## Assignment 1
Translate this sentence from the abstract on hip dislocation reduction into Spanish: "The authors searched the medical records of all patients with a hip dislocation treated in the ED during a 4–year period."
## Assignment 2
Write the next part of the abstract on the Captain Morgan hip reduction technique, beginning after its last sentence.

## Extracted text
:::::

The Captain Morgan Technique for the Reduction of the Dislocated Hip Full Text
Annals of Emergency Medicine, 08/17/2011
Hendey GW et al. – The authors describe an interesting and novel technique for the reduction of a hip dislocation. Physicians should consider this method a primary technique for the acute management of hip dislocation in the emergency department (ED).Methods
- The authors searched the medical records of all patients with a hip dislocation treated in the ED during a 4–year period.
- They recorded patient demographics, reduction technique, outcome and disposition, and whether the patient had a prosthetic hip.
- They reported characteristics of the entire study group and of the subset of patients for whom the Captain Morgan technique was used.
- Briefly, the technique involves placing the physician's knee behind the supine patient's flexed knee and lifting with anterior force, with rotation as needed.

:::::

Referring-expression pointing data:
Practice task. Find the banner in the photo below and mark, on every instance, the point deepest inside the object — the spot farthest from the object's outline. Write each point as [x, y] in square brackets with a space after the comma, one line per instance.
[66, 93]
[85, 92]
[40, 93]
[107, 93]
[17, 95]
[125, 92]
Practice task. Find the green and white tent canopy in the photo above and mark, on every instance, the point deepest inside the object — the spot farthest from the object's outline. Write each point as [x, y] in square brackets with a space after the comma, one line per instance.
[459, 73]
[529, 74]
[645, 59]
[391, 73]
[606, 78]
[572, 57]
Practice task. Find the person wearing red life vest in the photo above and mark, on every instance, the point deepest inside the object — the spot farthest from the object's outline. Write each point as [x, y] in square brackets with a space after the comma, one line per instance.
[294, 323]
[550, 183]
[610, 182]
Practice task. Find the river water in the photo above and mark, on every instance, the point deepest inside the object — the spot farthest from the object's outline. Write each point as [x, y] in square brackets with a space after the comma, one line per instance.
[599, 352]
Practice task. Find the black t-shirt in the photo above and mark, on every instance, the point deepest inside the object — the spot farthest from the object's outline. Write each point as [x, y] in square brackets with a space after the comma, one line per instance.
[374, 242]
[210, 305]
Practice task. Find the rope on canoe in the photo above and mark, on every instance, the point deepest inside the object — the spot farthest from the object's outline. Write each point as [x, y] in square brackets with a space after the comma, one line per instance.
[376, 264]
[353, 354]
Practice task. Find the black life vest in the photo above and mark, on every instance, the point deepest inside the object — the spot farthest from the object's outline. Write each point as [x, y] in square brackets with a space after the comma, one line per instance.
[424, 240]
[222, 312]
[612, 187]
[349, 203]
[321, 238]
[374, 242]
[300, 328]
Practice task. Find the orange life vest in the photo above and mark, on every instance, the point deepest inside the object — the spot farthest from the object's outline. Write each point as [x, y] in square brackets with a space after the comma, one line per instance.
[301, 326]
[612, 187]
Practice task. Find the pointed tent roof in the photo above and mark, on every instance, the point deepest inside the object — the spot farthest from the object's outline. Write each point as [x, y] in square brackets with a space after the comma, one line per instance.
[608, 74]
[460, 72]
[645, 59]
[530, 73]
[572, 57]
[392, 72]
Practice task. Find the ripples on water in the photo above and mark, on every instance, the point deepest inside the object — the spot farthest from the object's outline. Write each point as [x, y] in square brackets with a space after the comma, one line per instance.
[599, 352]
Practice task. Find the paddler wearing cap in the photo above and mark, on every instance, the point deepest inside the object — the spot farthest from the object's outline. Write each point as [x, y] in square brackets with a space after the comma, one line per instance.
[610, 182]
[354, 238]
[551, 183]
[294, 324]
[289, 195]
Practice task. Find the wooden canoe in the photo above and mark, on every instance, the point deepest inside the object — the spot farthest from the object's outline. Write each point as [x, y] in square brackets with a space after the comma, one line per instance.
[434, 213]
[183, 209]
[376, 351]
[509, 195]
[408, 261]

:::::

## Written response 1
Los autores revisaron las historias clínicas de todos los pacientes con luxación de cadera atendidos en el servicio de urgencias durante un período de 4 años.

## Written response 2
- Of 77 patients meeting criteria, the mean age was 46 years (range 5 to 91 years), 35 (45%) had a prosthetic hip, and 67 (87%; 95% confidence interval 77% to 93%) received successful reduction in the ED.
- In 13 cases, the Captain Morgan technique was specifically described and was successful in 12 (92%; 95% confidence interval 64% to 100%).
- The single technique failure occurred in a patient with an acetabular fracture with an intra–articular fragment requiring open reduction.
- There were no described neurovascular complications or injuries to the knee.